◆ Problem A
Answer these questions on the account of ovarian cancer:
(i) In what month and year was the speaker diagnosed?
(ii) Which organ had to be removed because the cancer had spread to it?
(iii) How many sessions of chemotherapy followed the surgery?
◆ Problem B
Carry on the first-person account of ovarian cancer from the point where it stops.

◆ Extract provided
+++

My name's Lindy Waldron. I've just had my 58th birthday

and in April 2004, I was diagnosed with ovarian cancer.

My reaction was complete shock.

I just went into sort of complete numb shutdown, really.

It was like being in a fog

and like having heavy weight around me.

I just couldn't see through it. I couldn't see round it.

I could only just focus on one thing,

which would be an image of me fading away.

Although I'm a district nurse and I should have known

that what I was experiencing, the symptoms I was experiencing,

were not just due to stress,

I had so much going on at that time

that I kind of ignored it, as women do.

They have odd pains and they just put up with it.

You just carry on. I was working full time.

And I did rather ignore it and I did rather leave it late,

which I feel embarrassed about.

I had surgery. I had the mass removed.

I had all the gynae bits removed that you would expect,

and unfortunately, the cancer had spread to my spleen,

so I had to have my spleen removed as well.

So it was a big operation and I am now on antibiotics

for the rest of my life because I'm prone to infection.

I had six sessions of chemotherapy after the surgery,

which was quite aggressive, it needed to be aggressive.

They did warn me there would be possibly long-term side effects,

which I've had problems with.

I lost the feelings in my toes and my fingers.

The feeling in my fingers has come back now,

but my toes are still fairly numb.

Chemotherapy, I was surprised how...

It wasn't as bad as I thought it would be.

It wasn't pleasant. It was just something that you had to get through.

You knew that you had to get through these six cycles of treatment

and that you would have times when you were not feeling well,

you would have times when you were feeling really well

and in between, probably just very tired.

But it wasn't as bad as I thought it would be.

A lot of it goes in a blur. You don't really...

I did keep a diary, which is fascinating to look back on.

And that's also a very positive thing because I can see how ill I was.

+++

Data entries
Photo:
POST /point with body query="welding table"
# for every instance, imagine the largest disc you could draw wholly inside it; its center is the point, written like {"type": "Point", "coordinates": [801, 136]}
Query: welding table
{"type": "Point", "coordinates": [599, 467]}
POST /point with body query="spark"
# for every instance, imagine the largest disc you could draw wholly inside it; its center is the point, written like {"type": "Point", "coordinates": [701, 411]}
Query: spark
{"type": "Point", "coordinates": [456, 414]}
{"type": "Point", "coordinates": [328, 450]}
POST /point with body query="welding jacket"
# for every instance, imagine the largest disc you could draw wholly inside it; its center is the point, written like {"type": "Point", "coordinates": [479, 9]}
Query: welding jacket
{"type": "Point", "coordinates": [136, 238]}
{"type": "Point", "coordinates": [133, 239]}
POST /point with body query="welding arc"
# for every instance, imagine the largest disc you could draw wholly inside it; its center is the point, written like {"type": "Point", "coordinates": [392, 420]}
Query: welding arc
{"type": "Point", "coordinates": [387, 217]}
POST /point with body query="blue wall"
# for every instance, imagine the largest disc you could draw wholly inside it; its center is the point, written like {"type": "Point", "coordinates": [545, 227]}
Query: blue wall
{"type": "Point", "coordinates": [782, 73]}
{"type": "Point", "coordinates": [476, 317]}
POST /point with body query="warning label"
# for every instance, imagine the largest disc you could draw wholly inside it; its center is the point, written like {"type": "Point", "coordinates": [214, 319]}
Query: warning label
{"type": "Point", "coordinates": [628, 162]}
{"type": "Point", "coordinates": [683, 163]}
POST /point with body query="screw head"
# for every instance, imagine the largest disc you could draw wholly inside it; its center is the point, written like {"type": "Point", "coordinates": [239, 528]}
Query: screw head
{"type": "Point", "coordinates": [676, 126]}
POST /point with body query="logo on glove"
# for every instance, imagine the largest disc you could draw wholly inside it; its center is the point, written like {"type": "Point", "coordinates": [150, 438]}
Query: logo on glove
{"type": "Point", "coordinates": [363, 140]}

+++

◆ Task output A
(i) April 2004
(ii) The spleen
(iii) Six

◆ Task output B
I probably wasn't aware of it at the time, how ill I was,

how strange I looked,

because the steroids make you very bloated.

And I had no hair. So I did look strange.

I did have a wig for a short time,

which I probably think wasn't a good idea,

but everyone was very polite and said it looked nice.

I wrote in my diary, and this is what I actually wrote.

"I feel fat, freaky, unattractive and clumsy."

That was how I felt. Keeping a diary was very good.

Another piece of advice is whenever you go for an appointment,

take somebody with you always.

Or get whoever's talking to you to write it down.

When you go for your appointment,

you might remember the first two sentences,

and after that, if it's something that you didn't want to hear,

the rest of it has gone.

You need somebody with you.

My life has changed. It has been... It's a sense of loss.

It's a sense of loss of identity, in a way.

My feminism, the body-image side of things.

And financially it has been difficult.

I had to give up my job

and I'm not able to go back to a responsible post.

I'm working part time at the moment

and it was very difficult to find another job.

It's difficult to think long term,

but just hold on to the fact that the treatment now is wonderful,

the support you'll have is wonderful

and we just don't know what's around the corner.

But it's easy to say keep positive, but I do think that helps.